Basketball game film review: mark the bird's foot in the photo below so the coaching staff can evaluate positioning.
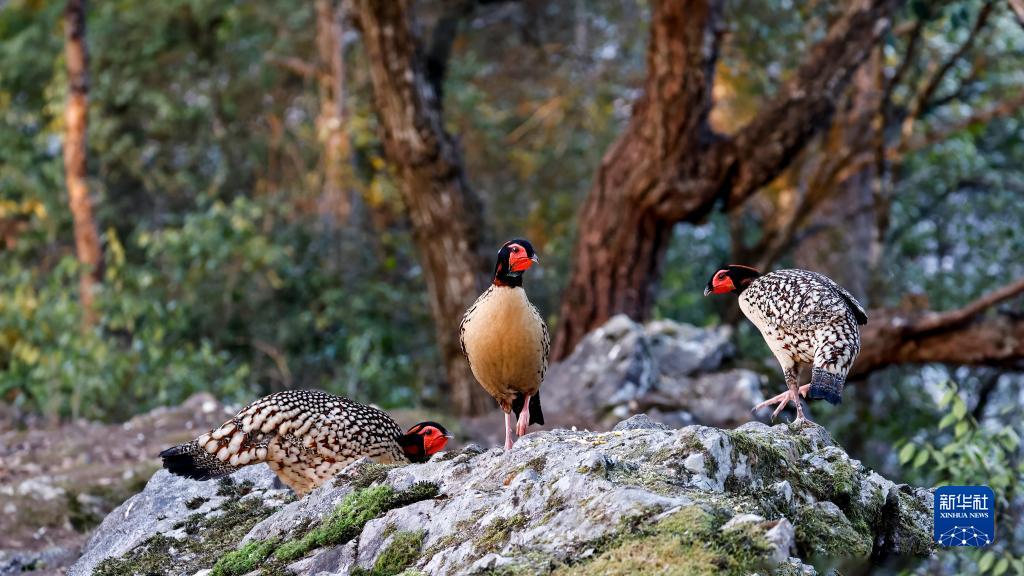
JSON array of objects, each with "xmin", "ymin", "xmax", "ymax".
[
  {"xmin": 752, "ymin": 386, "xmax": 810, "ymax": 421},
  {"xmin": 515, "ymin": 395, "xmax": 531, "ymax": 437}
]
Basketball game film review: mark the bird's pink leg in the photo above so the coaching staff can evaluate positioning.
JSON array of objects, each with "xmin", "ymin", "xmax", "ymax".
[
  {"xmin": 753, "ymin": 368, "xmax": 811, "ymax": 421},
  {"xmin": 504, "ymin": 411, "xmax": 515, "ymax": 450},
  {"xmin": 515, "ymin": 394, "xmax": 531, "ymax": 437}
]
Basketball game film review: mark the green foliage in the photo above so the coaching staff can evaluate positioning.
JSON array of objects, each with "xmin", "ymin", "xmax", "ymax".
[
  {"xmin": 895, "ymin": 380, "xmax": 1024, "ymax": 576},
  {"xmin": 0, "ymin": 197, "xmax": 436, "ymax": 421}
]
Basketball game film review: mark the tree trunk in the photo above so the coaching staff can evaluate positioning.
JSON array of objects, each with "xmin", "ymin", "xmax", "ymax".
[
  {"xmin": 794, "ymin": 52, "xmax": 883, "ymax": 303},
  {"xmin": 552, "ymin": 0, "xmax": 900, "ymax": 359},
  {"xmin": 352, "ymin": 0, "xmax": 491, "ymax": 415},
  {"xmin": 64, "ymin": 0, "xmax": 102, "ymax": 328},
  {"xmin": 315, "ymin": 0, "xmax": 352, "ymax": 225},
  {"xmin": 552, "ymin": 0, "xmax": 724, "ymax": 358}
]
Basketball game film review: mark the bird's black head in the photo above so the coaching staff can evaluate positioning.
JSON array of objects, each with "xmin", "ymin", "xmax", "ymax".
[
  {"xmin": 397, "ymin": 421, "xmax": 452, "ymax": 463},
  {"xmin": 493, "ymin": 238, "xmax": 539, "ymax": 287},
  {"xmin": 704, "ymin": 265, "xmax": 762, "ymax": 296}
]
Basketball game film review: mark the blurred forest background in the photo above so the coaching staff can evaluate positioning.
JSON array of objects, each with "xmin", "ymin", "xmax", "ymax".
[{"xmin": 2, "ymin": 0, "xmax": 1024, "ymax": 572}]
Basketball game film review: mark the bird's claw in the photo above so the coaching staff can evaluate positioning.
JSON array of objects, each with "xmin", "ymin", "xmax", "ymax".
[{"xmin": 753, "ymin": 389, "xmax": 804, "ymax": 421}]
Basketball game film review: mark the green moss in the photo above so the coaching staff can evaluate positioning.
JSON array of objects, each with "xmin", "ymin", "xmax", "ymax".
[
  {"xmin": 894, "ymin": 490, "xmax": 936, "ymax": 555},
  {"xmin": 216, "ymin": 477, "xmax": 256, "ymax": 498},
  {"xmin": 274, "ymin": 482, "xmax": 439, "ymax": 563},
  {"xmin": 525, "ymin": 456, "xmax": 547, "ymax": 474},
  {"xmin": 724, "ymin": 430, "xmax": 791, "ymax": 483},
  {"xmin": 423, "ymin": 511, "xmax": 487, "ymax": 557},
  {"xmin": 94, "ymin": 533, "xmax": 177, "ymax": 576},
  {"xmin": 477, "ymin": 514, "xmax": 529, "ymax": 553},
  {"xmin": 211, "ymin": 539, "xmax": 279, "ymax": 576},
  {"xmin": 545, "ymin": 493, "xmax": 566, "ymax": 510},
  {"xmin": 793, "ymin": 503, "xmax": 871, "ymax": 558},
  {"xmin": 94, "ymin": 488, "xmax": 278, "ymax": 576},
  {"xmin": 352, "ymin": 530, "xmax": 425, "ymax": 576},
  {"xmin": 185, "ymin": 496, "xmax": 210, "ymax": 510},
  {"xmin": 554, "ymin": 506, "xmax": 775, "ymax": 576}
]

■ ■ ■ ■ ■

About this task
Go through the records and report each line that contains "green".

Answer for this exercise
Basketball game film review: mark the green foliage in the photo above so the coaching staff can evaluate positioning.
Basketball game film review: mark the green moss in the photo above so the coaching staff can evaluate positioning.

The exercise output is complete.